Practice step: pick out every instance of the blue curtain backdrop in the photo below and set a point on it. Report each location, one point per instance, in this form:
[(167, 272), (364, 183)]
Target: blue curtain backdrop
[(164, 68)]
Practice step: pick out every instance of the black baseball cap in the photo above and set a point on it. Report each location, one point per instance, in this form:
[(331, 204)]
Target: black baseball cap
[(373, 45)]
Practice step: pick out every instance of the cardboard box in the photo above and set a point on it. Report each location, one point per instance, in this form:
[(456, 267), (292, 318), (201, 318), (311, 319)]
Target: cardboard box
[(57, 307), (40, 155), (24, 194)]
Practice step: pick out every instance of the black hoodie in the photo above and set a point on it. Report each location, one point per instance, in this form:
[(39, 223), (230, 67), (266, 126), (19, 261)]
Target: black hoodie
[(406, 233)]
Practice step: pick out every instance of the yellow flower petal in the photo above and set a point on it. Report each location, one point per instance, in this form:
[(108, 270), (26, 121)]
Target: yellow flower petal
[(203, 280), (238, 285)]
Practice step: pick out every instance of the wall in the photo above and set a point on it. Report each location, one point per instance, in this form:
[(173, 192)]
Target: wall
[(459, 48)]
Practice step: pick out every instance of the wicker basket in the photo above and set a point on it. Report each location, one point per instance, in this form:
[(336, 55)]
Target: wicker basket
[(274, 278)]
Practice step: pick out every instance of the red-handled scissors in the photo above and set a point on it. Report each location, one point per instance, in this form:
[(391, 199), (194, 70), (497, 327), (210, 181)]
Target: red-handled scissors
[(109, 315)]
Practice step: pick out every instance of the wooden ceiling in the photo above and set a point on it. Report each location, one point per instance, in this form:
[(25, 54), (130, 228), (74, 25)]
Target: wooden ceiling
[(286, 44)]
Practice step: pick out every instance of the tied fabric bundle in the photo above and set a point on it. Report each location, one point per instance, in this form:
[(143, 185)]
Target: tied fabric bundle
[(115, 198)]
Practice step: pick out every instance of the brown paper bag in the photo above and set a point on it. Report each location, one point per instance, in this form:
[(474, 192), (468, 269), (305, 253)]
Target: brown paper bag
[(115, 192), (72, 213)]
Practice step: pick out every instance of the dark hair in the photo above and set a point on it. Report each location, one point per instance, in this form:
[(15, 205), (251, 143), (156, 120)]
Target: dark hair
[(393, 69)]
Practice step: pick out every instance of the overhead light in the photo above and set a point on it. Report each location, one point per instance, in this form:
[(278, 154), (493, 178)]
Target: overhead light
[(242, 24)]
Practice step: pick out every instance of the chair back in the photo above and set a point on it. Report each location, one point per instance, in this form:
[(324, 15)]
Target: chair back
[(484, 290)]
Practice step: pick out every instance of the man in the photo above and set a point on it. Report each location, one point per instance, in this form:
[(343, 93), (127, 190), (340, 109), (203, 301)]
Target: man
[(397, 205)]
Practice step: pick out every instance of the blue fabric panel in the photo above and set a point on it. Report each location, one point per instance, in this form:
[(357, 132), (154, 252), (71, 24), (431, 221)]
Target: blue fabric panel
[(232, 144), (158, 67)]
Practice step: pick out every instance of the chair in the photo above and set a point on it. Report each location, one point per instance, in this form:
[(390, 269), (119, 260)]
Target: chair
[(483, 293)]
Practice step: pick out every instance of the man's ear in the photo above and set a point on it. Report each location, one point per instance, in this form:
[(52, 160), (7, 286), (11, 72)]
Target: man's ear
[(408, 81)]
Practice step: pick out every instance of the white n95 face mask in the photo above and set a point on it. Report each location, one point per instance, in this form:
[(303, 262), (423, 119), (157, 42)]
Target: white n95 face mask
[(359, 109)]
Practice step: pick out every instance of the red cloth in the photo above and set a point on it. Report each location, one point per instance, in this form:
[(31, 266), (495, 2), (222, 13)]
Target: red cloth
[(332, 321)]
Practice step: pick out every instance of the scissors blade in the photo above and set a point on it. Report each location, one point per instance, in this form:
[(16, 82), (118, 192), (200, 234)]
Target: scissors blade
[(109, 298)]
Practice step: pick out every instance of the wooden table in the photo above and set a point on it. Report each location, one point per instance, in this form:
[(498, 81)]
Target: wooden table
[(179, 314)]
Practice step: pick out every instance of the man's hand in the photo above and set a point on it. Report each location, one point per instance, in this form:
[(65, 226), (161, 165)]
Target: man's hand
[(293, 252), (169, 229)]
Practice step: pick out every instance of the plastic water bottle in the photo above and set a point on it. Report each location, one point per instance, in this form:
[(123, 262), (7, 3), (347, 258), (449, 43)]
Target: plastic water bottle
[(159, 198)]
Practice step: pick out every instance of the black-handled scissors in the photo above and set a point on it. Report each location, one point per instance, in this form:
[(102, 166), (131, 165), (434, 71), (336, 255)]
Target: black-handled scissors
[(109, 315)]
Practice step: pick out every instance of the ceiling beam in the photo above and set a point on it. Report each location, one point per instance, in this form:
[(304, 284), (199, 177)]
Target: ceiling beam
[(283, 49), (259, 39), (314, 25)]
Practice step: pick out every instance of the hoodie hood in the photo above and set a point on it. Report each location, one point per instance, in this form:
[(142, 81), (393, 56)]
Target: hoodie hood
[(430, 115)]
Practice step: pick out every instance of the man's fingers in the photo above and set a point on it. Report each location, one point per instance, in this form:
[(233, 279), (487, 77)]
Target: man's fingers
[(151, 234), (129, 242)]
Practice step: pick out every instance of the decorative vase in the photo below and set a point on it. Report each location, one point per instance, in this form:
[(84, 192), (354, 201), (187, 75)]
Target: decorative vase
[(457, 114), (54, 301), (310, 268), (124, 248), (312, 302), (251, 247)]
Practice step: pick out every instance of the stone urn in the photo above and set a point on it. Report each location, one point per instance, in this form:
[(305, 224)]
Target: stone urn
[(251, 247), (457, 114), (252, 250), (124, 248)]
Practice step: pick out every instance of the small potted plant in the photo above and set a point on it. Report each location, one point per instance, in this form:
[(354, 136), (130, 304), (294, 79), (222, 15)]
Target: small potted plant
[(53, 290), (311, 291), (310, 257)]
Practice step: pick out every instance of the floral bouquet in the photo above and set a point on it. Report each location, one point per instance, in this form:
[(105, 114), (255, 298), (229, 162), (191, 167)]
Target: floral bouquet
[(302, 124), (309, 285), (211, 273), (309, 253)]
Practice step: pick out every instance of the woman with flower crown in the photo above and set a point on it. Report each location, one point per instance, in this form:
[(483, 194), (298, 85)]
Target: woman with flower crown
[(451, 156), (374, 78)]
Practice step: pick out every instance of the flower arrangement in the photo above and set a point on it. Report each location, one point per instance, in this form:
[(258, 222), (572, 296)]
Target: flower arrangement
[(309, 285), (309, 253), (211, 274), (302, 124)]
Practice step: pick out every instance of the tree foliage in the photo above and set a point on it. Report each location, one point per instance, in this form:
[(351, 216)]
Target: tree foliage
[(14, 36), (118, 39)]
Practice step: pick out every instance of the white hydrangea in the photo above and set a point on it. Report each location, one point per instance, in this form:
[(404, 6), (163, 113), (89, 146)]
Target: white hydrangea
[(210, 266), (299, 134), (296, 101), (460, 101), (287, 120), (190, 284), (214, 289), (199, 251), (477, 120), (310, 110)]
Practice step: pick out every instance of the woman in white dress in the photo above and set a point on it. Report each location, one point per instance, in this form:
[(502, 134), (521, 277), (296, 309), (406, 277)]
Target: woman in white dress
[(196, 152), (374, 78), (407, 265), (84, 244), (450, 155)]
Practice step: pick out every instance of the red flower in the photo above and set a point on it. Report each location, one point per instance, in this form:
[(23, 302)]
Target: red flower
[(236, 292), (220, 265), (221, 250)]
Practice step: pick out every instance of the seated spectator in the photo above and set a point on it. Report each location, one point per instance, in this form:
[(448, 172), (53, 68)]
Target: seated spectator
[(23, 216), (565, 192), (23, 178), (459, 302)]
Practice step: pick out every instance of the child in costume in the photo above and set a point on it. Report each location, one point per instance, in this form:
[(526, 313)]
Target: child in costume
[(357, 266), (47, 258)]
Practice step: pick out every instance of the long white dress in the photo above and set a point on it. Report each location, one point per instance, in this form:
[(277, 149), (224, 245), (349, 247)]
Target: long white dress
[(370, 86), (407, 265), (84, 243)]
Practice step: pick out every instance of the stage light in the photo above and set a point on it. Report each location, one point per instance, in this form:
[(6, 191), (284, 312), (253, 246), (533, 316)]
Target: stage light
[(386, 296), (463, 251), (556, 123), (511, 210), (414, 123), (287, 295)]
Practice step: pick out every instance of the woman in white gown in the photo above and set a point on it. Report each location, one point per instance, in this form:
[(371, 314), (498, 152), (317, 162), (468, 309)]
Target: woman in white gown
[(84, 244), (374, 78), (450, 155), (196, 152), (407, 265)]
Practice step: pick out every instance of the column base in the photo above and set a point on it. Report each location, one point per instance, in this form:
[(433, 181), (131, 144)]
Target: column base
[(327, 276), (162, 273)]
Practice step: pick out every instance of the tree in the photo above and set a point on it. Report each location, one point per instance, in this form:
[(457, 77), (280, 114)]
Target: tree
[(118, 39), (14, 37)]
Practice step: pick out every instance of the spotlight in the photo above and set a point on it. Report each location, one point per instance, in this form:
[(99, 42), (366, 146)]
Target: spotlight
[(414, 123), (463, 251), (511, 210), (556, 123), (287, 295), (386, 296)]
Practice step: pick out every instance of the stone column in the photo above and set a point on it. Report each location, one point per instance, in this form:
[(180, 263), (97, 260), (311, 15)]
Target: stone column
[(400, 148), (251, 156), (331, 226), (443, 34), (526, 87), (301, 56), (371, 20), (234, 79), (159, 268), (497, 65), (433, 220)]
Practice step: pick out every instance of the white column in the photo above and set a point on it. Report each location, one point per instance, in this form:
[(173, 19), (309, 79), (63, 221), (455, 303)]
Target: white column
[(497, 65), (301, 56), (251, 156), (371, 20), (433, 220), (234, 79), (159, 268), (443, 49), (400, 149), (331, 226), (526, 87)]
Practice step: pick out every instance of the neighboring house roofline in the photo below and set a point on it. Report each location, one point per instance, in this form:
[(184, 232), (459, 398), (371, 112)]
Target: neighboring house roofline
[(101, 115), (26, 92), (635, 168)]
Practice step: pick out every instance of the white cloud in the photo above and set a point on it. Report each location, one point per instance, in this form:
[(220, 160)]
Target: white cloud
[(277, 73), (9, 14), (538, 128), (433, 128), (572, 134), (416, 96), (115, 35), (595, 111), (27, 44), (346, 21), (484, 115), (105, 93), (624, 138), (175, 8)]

...

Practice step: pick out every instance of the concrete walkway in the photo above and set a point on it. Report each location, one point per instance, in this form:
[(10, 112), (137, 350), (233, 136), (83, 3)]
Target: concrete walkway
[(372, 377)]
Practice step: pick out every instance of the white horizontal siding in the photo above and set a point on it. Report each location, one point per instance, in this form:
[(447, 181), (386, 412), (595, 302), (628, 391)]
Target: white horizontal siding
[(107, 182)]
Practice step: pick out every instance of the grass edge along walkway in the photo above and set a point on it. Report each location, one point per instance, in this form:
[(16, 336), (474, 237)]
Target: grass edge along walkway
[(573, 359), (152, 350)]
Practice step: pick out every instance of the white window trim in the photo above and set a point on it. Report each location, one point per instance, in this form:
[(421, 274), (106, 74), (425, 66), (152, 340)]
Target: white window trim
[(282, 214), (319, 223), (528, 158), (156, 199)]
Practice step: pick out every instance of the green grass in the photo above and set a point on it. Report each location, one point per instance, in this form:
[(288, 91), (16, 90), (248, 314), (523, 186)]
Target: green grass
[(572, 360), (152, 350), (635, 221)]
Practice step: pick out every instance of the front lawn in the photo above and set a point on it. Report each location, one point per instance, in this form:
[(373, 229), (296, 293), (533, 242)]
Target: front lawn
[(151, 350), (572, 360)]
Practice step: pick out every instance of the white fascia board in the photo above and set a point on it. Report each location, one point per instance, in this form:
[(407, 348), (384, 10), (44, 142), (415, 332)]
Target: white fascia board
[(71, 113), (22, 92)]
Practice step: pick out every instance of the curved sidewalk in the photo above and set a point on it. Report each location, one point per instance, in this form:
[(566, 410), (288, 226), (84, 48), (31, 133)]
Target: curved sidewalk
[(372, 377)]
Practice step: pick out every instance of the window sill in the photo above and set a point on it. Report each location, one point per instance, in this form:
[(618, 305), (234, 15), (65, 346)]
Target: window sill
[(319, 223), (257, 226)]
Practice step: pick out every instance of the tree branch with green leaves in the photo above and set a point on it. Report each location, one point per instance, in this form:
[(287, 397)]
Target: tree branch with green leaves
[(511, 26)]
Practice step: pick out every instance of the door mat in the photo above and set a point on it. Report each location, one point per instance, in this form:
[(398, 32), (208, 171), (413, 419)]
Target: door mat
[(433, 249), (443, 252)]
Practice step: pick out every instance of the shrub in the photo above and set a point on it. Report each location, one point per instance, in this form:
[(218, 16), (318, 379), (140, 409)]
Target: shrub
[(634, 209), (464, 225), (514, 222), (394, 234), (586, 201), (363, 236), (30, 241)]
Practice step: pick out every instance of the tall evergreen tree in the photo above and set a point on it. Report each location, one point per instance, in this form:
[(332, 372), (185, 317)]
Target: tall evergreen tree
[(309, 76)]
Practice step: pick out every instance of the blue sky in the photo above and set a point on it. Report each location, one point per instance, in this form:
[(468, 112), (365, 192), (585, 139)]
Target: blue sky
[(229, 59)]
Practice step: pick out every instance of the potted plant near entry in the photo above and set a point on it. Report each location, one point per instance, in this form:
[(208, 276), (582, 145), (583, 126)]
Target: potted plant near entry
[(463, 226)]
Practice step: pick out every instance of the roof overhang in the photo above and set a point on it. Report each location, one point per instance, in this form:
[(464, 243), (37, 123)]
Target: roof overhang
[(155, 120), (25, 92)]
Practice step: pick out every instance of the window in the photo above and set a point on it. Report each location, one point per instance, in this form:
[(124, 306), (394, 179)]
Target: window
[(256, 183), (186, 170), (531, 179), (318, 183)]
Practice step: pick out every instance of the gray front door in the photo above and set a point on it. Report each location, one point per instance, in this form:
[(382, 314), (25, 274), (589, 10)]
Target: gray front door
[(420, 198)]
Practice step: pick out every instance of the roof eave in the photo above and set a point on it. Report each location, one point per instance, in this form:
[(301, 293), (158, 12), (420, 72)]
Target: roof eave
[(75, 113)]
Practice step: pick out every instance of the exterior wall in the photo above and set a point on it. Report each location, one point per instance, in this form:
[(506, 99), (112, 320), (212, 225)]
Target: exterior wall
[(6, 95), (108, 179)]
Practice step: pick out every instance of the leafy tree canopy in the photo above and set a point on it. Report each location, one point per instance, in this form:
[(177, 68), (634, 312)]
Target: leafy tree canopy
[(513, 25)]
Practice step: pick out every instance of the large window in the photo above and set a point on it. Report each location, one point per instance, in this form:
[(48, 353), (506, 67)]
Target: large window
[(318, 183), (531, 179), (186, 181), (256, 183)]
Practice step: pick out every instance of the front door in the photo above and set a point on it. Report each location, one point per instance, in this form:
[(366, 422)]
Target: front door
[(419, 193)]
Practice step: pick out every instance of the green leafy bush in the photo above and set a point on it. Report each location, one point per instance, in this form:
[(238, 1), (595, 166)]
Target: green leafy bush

--

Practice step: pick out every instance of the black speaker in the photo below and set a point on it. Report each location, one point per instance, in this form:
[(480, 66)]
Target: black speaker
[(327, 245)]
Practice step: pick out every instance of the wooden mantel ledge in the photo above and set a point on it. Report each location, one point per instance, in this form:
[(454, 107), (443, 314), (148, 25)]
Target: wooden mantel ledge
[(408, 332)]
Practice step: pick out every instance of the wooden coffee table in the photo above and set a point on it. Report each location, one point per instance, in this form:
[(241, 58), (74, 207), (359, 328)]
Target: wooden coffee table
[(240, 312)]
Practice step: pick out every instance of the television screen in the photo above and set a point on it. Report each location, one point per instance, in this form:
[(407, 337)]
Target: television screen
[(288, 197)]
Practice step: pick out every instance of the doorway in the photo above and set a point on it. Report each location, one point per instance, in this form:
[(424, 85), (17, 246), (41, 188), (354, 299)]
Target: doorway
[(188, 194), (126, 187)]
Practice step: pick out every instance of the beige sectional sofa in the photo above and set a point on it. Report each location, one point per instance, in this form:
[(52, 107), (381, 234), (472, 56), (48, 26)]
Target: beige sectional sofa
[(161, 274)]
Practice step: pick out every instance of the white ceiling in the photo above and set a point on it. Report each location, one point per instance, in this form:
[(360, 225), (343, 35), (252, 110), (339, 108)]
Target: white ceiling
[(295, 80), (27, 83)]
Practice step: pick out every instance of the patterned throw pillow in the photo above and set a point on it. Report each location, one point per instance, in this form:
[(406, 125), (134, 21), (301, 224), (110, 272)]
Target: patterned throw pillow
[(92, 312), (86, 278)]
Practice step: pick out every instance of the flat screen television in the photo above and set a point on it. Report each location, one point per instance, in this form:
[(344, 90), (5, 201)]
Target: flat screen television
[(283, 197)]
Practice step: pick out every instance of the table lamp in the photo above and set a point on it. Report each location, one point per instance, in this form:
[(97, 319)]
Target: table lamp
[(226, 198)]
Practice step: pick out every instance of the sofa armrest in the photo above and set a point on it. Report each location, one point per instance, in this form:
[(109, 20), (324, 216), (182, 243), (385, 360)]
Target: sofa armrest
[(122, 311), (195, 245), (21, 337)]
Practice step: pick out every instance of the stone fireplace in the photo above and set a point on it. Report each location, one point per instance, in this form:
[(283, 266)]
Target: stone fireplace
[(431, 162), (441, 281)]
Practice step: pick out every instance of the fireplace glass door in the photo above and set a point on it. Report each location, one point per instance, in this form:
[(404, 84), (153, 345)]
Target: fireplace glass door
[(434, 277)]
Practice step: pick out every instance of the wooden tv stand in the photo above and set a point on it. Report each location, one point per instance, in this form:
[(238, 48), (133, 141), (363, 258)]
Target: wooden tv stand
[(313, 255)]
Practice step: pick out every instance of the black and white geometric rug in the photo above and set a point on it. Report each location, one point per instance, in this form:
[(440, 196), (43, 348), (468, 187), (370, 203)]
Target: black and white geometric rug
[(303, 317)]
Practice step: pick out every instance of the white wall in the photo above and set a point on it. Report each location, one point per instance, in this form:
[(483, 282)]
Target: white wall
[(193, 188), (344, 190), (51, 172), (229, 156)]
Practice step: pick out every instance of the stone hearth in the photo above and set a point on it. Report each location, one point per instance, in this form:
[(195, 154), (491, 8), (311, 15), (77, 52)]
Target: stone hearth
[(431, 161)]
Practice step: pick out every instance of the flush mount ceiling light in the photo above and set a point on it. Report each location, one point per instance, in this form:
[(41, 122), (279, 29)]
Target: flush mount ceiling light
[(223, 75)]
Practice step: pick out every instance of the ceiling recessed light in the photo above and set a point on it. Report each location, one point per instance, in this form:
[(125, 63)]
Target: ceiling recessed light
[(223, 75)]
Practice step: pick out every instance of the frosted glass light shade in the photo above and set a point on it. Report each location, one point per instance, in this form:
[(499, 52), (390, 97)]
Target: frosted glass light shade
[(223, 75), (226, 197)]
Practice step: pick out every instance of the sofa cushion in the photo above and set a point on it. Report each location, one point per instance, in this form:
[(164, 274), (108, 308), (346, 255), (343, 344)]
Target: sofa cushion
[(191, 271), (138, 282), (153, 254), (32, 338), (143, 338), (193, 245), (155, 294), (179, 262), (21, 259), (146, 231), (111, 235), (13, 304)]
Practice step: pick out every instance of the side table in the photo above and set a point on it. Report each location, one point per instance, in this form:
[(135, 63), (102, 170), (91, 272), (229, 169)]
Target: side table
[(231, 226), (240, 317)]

• [Objective]: Copy out, word for word and nothing more, the stretch of material that opens with the line containing "Practice step: pick out every instance of the blue curtain" and closes with the line containing "[(373, 45)]". Include both of those lines.

• [Task answer]:
Practice step: pick out every instance of the blue curtain backdrop in the photo below and set a point on it. Report each location, one point per instance, in this form:
[(167, 272), (364, 183)]
Target: blue curtain backdrop
[(164, 68)]
Practice step: pick out every instance of the black baseball cap in the photo above and set a point on it. Report each location, one point per instance, in this form:
[(331, 204)]
Target: black baseball cap
[(373, 45)]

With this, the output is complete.